### Extracted records:
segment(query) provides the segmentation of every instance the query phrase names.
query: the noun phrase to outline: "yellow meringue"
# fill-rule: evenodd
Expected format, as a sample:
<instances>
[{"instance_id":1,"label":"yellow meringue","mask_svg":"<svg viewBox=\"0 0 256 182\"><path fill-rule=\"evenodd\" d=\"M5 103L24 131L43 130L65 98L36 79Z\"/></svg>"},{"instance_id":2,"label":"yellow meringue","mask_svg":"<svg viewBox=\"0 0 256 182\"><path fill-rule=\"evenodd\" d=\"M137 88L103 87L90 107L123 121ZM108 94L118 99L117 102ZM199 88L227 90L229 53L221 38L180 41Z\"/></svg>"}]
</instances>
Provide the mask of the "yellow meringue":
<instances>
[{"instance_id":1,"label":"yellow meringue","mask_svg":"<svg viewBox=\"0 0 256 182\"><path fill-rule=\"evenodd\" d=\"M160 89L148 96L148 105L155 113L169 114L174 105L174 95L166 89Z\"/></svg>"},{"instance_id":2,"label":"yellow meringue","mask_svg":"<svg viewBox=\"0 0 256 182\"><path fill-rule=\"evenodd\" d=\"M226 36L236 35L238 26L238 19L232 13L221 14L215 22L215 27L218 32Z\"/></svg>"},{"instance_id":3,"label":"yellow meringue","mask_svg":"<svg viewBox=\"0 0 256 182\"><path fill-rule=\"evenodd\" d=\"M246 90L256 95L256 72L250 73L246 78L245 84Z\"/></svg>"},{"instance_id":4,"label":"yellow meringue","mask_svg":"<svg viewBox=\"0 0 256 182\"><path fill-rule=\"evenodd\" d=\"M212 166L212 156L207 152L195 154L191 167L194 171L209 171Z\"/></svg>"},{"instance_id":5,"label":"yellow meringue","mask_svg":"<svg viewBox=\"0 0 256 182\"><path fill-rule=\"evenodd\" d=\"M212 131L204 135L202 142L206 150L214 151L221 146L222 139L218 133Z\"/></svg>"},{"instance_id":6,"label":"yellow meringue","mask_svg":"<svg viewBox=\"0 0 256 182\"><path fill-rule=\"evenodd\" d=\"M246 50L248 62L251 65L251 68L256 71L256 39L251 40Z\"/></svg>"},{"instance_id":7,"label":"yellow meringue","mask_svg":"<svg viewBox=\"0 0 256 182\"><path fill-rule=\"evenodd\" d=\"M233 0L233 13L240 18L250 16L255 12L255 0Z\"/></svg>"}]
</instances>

### Directions:
Lay out every line of the listing above as a Markdown table with columns "Row" and "Line". Number the rows in order and omit blank lines.

### Task solution:
| Row | Line |
|---|---|
| 1 | segment(query) provides the segmentation of every instance the query phrase names. |
| 2 | query: the noun phrase to outline: "yellow meringue" |
| 3 | # fill-rule: evenodd |
| 4 | Expected format, as a sample: |
| 5 | <instances> |
| 6 | [{"instance_id":1,"label":"yellow meringue","mask_svg":"<svg viewBox=\"0 0 256 182\"><path fill-rule=\"evenodd\" d=\"M5 103L24 131L43 130L65 98L36 79Z\"/></svg>"},{"instance_id":2,"label":"yellow meringue","mask_svg":"<svg viewBox=\"0 0 256 182\"><path fill-rule=\"evenodd\" d=\"M137 88L103 87L90 107L123 121ZM108 94L118 99L117 102ZM199 88L227 90L229 53L221 38L180 41Z\"/></svg>"}] |
| 7 | </instances> |
| 8 | Provide the mask of the "yellow meringue": |
| 9 | <instances> |
| 10 | [{"instance_id":1,"label":"yellow meringue","mask_svg":"<svg viewBox=\"0 0 256 182\"><path fill-rule=\"evenodd\" d=\"M160 89L148 96L148 105L155 113L169 114L174 105L174 95L166 89Z\"/></svg>"},{"instance_id":2,"label":"yellow meringue","mask_svg":"<svg viewBox=\"0 0 256 182\"><path fill-rule=\"evenodd\" d=\"M226 36L236 35L238 26L238 19L232 13L221 14L215 22L215 27L218 32Z\"/></svg>"},{"instance_id":3,"label":"yellow meringue","mask_svg":"<svg viewBox=\"0 0 256 182\"><path fill-rule=\"evenodd\" d=\"M246 90L256 95L256 72L250 73L246 78L245 84Z\"/></svg>"},{"instance_id":4,"label":"yellow meringue","mask_svg":"<svg viewBox=\"0 0 256 182\"><path fill-rule=\"evenodd\" d=\"M212 166L212 156L207 152L195 154L191 167L194 171L209 171Z\"/></svg>"},{"instance_id":5,"label":"yellow meringue","mask_svg":"<svg viewBox=\"0 0 256 182\"><path fill-rule=\"evenodd\" d=\"M212 131L204 135L202 142L206 150L214 151L221 146L222 139L218 133Z\"/></svg>"},{"instance_id":6,"label":"yellow meringue","mask_svg":"<svg viewBox=\"0 0 256 182\"><path fill-rule=\"evenodd\" d=\"M246 50L248 62L251 65L251 68L256 71L256 39L251 40Z\"/></svg>"},{"instance_id":7,"label":"yellow meringue","mask_svg":"<svg viewBox=\"0 0 256 182\"><path fill-rule=\"evenodd\" d=\"M233 0L233 13L240 18L250 16L255 12L255 0Z\"/></svg>"}] |
| 11 | </instances> |